■ Problem requirements ■
Exactness is required throughout. Return every record once more.

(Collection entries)
__________
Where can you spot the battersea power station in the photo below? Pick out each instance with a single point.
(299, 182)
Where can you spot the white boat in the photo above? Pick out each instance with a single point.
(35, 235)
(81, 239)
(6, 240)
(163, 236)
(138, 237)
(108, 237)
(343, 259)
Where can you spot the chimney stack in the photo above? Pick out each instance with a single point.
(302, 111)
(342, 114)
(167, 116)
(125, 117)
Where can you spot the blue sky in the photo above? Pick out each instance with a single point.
__________
■ Result of this task ■
Where can you spot the battersea power station in the photo below? Pick out each instance with a single point.
(299, 182)
Where can you spot the white boat in the photo above? Pick out each instance with a single point.
(35, 235)
(81, 239)
(6, 240)
(163, 236)
(138, 237)
(108, 237)
(343, 259)
Where can you spot the chimney stack in the photo above? Pick out each instance with a single point.
(302, 111)
(342, 114)
(167, 116)
(125, 117)
Where can you spot the blue sky in the photo above? Pick out each instance with a single point.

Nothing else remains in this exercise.